• [STORED RECORDS]
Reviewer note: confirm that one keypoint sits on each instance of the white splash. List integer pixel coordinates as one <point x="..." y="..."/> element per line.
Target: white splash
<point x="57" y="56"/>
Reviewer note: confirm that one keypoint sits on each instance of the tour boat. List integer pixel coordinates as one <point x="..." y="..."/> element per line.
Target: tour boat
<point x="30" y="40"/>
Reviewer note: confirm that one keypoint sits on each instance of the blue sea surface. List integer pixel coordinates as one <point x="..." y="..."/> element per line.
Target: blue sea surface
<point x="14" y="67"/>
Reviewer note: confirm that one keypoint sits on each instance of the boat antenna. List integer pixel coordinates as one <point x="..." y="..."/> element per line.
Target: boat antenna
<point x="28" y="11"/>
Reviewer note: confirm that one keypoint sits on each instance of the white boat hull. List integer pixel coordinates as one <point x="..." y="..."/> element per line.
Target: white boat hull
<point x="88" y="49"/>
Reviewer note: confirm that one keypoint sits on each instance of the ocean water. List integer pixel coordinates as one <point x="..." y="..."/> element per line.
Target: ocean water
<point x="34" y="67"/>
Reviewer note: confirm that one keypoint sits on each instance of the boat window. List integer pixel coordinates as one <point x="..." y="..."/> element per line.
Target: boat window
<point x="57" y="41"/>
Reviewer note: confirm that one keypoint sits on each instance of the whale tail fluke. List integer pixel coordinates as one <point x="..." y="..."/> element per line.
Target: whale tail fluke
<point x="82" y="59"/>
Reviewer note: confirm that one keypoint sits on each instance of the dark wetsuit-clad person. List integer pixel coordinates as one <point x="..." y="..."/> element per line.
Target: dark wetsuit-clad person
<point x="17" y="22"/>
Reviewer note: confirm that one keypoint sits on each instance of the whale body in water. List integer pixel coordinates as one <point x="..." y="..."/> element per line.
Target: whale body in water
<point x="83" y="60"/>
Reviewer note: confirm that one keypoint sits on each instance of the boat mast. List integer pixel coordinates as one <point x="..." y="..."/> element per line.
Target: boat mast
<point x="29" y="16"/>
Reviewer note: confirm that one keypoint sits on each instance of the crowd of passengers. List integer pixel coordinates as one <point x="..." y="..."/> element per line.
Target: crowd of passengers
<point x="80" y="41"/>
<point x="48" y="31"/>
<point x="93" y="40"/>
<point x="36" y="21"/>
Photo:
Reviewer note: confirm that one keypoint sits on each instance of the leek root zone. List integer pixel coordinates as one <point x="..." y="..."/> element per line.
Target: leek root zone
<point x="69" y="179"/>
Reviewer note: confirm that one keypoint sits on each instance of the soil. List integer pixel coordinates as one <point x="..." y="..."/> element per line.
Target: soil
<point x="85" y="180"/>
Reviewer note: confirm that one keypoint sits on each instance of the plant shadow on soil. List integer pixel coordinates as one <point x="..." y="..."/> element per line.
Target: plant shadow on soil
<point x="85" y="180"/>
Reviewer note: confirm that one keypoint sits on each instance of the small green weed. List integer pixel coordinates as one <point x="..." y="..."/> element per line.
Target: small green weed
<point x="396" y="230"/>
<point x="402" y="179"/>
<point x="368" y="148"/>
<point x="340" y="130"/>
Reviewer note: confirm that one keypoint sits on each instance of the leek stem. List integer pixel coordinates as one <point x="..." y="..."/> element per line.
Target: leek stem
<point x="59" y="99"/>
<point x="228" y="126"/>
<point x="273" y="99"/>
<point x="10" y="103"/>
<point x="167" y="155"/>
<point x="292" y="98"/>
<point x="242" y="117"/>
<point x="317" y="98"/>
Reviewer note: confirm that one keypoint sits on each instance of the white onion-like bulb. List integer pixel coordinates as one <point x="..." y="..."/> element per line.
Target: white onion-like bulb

• [REQUIREMENTS]
Each line above must be printed exactly as it appears.

• [FINAL RESULT]
Reviewer note: confirm that one keypoint sits on each instance of the white splash. List integer pixel coordinates as one <point x="..." y="..."/> element per line.
Target: white splash
<point x="57" y="56"/>
Reviewer note: confirm that one keypoint sits on each instance of the tour boat. List integer pixel coordinates as one <point x="..." y="..."/> element per line.
Target: tour boat
<point x="30" y="40"/>
Reviewer note: confirm that one keypoint sits on each instance of the blue sea surface. List integer pixel coordinates as one <point x="..." y="..."/> element per line.
Target: blue sea surface
<point x="14" y="67"/>
Reviewer note: confirm that one keypoint sits on each instance of the boat antenna. List integer pixel coordinates as one <point x="..." y="..."/> element per line.
Target: boat antenna
<point x="28" y="11"/>
Reviewer note: confirm that one keypoint sits on each instance of the white boat hull. List integer pixel coordinates as one <point x="..." y="..."/> element per line.
Target: white boat hull
<point x="88" y="49"/>
Reviewer note: confirm that one keypoint sits on each instance of the ocean water. List integer pixel coordinates as one <point x="..." y="..."/> element per line.
Target: ocean water
<point x="34" y="67"/>
Reviewer note: confirm that one keypoint sits on each instance of the boat window. List integer pixel coordinates as one <point x="..." y="..."/> element per line.
Target: boat window
<point x="57" y="41"/>
Reviewer note: confirm that one keypoint sits on each instance of the whale tail fluke. List integer pixel coordinates as one <point x="..." y="..."/> element per line.
Target: whale tail fluke
<point x="82" y="59"/>
Reviewer note: confirm that one keypoint sits on each instance of the dark wetsuit-clad person. List integer pixel coordinates as one <point x="..." y="..."/> element per line.
Target: dark wetsuit-clad person
<point x="17" y="22"/>
Reviewer note: confirm that one keypoint sits on each instance of the whale body in water. List integer pixel coordinates as one <point x="..." y="..."/> element per line.
Target: whale body in water
<point x="83" y="60"/>
Reviewer note: confirm that one keypoint sits on each instance of the boat mast. List integer pixel coordinates as one <point x="..." y="..."/> element per line.
Target: boat mast
<point x="29" y="16"/>
Reviewer note: confirm that one keypoint sits on each instance of the crowd of passengers. List integer pixel coordinates as one <point x="..." y="..."/> element per line.
Target: crowd of passengers
<point x="80" y="41"/>
<point x="48" y="31"/>
<point x="93" y="40"/>
<point x="36" y="21"/>
Photo:
Reviewer note: confirm that one keypoint sits on each instance of the leek root zone. List integer pixel coordinates as one <point x="..." y="..."/> element per line.
Target: leek root zone
<point x="69" y="179"/>
Reviewer note: confirm that one keypoint sits on each instance of the soil. List integer pixel coordinates as one <point x="..." y="..."/> element per line.
Target: soil
<point x="85" y="180"/>
Reviewer note: confirm that one keypoint sits on each instance of the plant shadow on soil. List integer pixel coordinates as one <point x="..." y="..."/> element per line.
Target: plant shadow on soil
<point x="85" y="180"/>
Reviewer note: confirm that one keypoint sits on each instance of the small green weed. List integer pixel coordinates as one <point x="..." y="..."/> element per line.
Target: small green weed
<point x="396" y="230"/>
<point x="402" y="179"/>
<point x="368" y="148"/>
<point x="340" y="130"/>
Reviewer note: confirm that one keypoint sits on each instance of the leek stem. List integer pixel coordinates as one <point x="..." y="..."/> element per line.
Target: leek stem
<point x="59" y="99"/>
<point x="228" y="126"/>
<point x="273" y="99"/>
<point x="10" y="103"/>
<point x="167" y="155"/>
<point x="292" y="98"/>
<point x="242" y="117"/>
<point x="317" y="98"/>
Reviewer note: confirm that one keypoint sits on each instance of the white onion-like bulb. List integer pixel coordinates as one <point x="..." y="..."/> element per line.
Target: white onion-like bulb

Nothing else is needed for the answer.